It’s such a… resigned song. It offers the listener an unvarnished self, all poor decisions and untethered past presented with open hands. Here I am, the song seems to say. “All this could be yours – bad gambles and all. I find it rather charming, if a little sad. Written by a man who stumbled from three marriages into his current fourth, his experiences haven’t seemed to leave him confident that this whole self will be accepted, though offered whole-heart. And… so it goes. Asi es la vida. That’s life.
I brainstormed longhand to arrive at a trio of words which sturdy enough to bear repetition. Originally I believe the Poetry Sisters had thought to use all the same word, but I don’t know if that thought fell apart or not. My words I drew from what was on my mind – what I was feeling about the news, my medical life, my work. The words were… grey-shaded. Exhaustion. Weariness. Depletion. Betrayal. Grief. Carrying. Forfeit. Weight. What on earth could anyone try and ‘discover’ from that?

» **EXTRACTED DATA**:

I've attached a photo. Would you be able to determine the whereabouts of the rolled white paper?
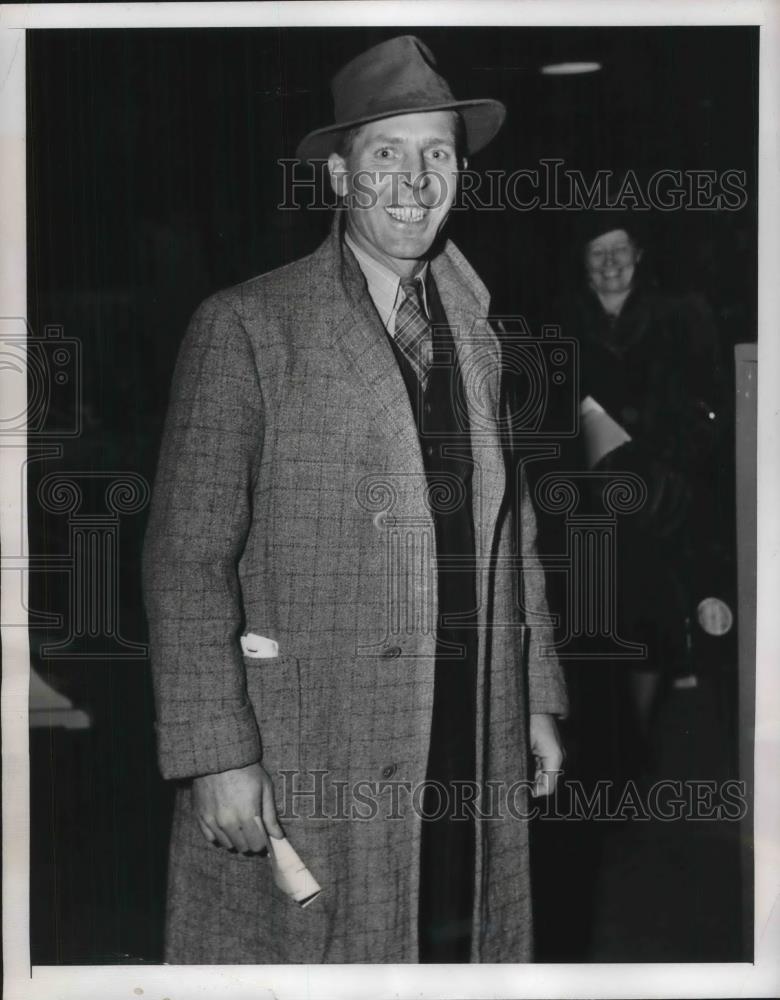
[268,836,322,907]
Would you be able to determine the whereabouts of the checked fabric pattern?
[395,279,433,388]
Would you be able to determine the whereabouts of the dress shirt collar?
[344,232,430,337]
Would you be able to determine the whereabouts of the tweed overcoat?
[144,212,566,964]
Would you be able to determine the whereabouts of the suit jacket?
[144,213,566,964]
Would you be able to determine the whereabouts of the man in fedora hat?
[144,36,566,964]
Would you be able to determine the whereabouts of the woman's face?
[585,229,642,295]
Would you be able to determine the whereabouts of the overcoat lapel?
[432,243,505,572]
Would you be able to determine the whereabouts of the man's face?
[585,229,641,295]
[328,111,458,277]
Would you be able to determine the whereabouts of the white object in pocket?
[241,632,279,660]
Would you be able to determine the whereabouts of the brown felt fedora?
[296,35,506,160]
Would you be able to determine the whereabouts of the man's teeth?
[385,206,425,222]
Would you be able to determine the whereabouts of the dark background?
[28,27,758,964]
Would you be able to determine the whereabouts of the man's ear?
[328,153,347,198]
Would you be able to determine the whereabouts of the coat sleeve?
[143,296,263,778]
[518,476,569,718]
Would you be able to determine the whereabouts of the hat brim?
[295,98,506,160]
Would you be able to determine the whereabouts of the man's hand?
[192,764,284,854]
[529,713,564,799]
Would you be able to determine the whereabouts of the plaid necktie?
[395,279,433,388]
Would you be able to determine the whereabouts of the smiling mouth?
[385,205,428,222]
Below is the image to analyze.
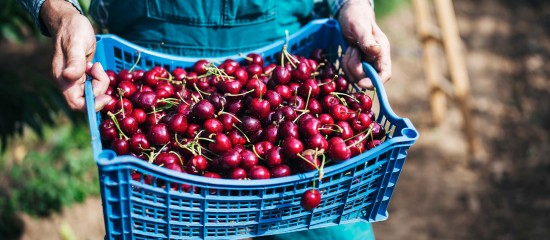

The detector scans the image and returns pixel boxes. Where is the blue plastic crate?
[85,19,418,239]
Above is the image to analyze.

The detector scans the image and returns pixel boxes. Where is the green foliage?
[0,0,40,43]
[0,124,99,216]
[0,62,78,151]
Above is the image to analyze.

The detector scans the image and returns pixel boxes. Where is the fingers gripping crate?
[86,20,418,239]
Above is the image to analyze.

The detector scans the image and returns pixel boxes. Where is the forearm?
[17,0,82,36]
[327,0,374,16]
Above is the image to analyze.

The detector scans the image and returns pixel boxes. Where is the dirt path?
[17,0,550,240]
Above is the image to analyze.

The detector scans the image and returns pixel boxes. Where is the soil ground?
[5,0,550,240]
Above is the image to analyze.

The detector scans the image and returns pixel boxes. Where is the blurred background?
[0,0,550,239]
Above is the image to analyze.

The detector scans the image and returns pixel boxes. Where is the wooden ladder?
[412,0,482,159]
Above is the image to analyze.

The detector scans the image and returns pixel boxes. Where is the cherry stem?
[174,134,197,155]
[344,127,372,141]
[304,88,311,110]
[196,137,216,142]
[149,144,168,163]
[330,92,359,102]
[239,53,254,62]
[128,51,141,72]
[297,153,320,171]
[317,79,334,87]
[347,128,372,149]
[233,123,250,142]
[315,151,326,181]
[292,110,309,123]
[224,89,254,97]
[193,83,210,99]
[199,145,220,158]
[252,146,265,161]
[218,111,243,123]
[325,124,344,133]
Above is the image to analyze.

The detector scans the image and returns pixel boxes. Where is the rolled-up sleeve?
[17,0,82,36]
[327,0,374,16]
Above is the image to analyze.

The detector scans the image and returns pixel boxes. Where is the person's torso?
[90,0,313,57]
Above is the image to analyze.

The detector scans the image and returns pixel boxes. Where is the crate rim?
[85,19,419,187]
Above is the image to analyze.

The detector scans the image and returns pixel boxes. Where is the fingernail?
[65,66,75,72]
[367,39,380,47]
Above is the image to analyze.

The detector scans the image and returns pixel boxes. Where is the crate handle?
[84,77,102,159]
[362,62,400,122]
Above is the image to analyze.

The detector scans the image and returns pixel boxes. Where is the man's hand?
[40,0,111,110]
[338,0,391,89]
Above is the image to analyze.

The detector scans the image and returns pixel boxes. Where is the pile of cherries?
[99,48,385,209]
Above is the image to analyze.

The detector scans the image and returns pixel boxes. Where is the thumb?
[63,41,86,81]
[357,28,382,62]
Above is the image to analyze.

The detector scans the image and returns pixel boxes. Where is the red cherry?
[300,154,321,172]
[111,138,130,155]
[274,85,292,101]
[191,99,215,120]
[130,133,151,153]
[271,66,292,85]
[154,152,182,166]
[168,113,187,134]
[239,149,258,170]
[300,117,321,137]
[220,149,241,170]
[186,155,208,175]
[229,168,246,180]
[248,98,271,120]
[265,90,283,109]
[328,143,351,162]
[147,123,170,146]
[117,80,137,98]
[306,134,328,151]
[253,141,273,157]
[99,119,118,141]
[120,116,139,136]
[265,147,283,167]
[367,139,382,150]
[132,108,147,124]
[193,59,209,75]
[281,137,304,158]
[203,118,223,133]
[208,133,233,153]
[351,113,371,132]
[298,78,321,99]
[271,164,292,178]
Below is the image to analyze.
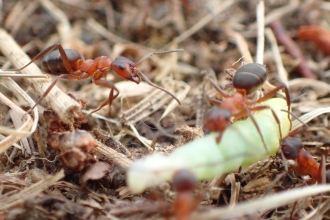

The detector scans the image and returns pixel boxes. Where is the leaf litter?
[0,0,330,219]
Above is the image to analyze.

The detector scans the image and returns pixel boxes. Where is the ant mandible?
[205,63,291,151]
[12,43,184,114]
[281,137,330,184]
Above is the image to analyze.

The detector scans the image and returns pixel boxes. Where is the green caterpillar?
[127,98,291,193]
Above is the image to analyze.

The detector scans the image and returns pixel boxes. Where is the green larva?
[127,98,290,193]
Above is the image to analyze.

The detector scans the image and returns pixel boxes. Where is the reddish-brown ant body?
[13,43,183,113]
[173,169,201,220]
[205,63,291,149]
[281,137,330,183]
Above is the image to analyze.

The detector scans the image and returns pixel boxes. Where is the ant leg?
[244,106,269,153]
[28,74,78,112]
[247,84,292,129]
[89,79,119,115]
[137,70,181,105]
[250,106,283,144]
[209,78,230,98]
[317,147,329,184]
[10,43,71,72]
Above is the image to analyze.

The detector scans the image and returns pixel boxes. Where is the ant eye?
[118,64,125,70]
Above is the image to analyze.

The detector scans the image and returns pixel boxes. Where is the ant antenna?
[231,56,244,66]
[135,49,185,66]
[281,109,309,130]
[136,69,181,105]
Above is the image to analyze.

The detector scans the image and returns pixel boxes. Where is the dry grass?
[0,0,330,219]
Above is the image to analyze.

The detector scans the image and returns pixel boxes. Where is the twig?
[256,0,265,64]
[0,29,80,124]
[91,141,132,170]
[270,21,316,79]
[0,170,65,211]
[39,0,72,48]
[248,0,299,30]
[266,28,288,86]
[162,0,237,49]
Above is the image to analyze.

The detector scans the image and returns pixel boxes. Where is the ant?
[173,169,201,220]
[281,137,330,184]
[12,43,184,114]
[205,63,291,151]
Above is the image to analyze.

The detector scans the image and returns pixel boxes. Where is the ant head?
[281,137,303,160]
[205,106,231,131]
[111,57,140,84]
[233,63,267,95]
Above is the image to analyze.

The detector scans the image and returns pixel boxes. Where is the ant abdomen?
[233,63,267,95]
[41,49,84,75]
[281,137,303,160]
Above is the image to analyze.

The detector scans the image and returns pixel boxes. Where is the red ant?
[281,137,330,183]
[12,43,184,114]
[173,169,201,220]
[205,63,291,150]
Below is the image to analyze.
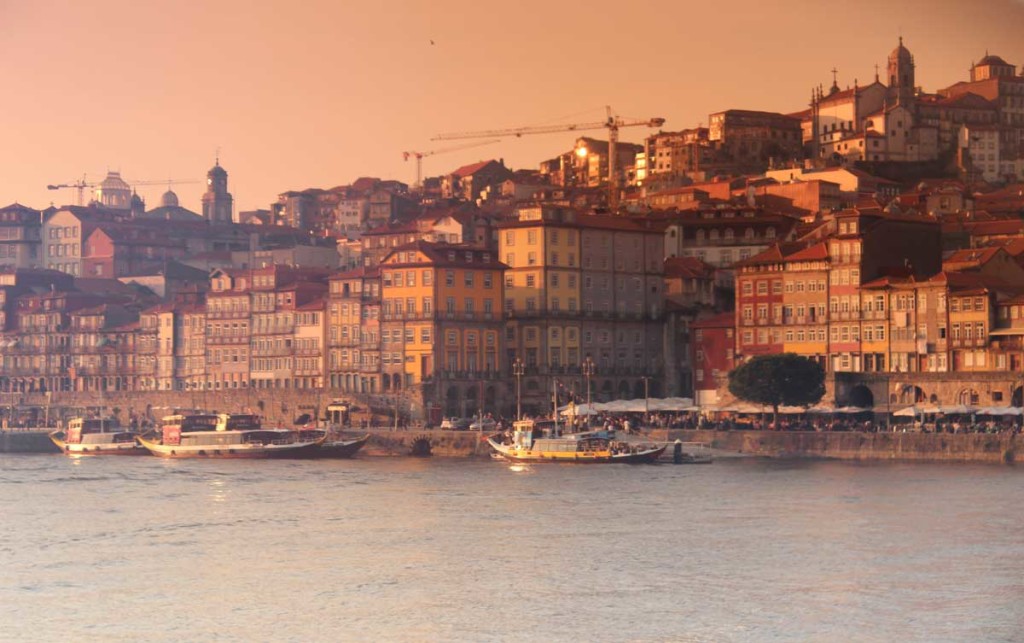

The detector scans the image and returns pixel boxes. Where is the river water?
[0,455,1024,641]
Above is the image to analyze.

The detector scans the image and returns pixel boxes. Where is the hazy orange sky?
[0,0,1024,210]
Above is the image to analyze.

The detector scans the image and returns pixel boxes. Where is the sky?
[0,0,1024,210]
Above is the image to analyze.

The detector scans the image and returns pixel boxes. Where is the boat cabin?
[65,418,124,444]
[162,413,260,444]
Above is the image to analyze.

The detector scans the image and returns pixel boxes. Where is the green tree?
[729,353,825,426]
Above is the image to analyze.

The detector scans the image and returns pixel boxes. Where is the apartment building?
[498,206,665,412]
[380,241,508,416]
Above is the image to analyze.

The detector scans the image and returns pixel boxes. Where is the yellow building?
[380,241,509,416]
[498,206,665,413]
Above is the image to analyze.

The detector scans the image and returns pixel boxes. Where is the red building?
[82,224,185,278]
[735,244,786,360]
[690,312,735,406]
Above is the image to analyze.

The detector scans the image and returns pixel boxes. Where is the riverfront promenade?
[0,428,1024,464]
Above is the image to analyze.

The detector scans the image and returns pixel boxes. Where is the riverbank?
[649,430,1024,464]
[0,429,1024,464]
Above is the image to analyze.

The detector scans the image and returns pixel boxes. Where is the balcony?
[206,335,250,346]
[206,310,249,319]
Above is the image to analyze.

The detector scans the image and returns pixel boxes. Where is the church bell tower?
[203,158,233,223]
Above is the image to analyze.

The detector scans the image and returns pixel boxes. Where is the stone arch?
[849,384,874,409]
[899,384,928,404]
[633,380,644,399]
[444,386,459,417]
[956,388,981,406]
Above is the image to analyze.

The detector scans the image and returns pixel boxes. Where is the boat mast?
[551,378,558,435]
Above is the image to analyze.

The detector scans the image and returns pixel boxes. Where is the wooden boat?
[138,413,325,458]
[487,420,666,464]
[49,418,150,456]
[301,429,370,458]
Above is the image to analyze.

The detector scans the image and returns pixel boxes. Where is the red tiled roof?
[785,242,828,261]
[665,257,715,278]
[452,160,494,177]
[690,312,736,329]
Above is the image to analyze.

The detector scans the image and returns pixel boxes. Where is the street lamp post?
[641,375,650,424]
[583,355,594,428]
[512,357,526,420]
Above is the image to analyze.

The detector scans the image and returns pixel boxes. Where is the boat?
[138,413,325,458]
[302,429,370,458]
[487,420,667,464]
[49,418,150,456]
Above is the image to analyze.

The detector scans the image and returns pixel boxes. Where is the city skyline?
[0,0,1024,211]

» **ASSIGNMENT**:
Please answer these questions using the passage above.
1. How many marriages did the songwriter stumble through before his current one?
2. In what manner did the writer brainstorm the trio of words?
3. What did the Poetry Sisters originally think of doing with the words?

» **SOLUTION TO THE PROBLEM**:
1. Three; his current marriage is his fourth.
2. Longhand.
3. Using all the same word.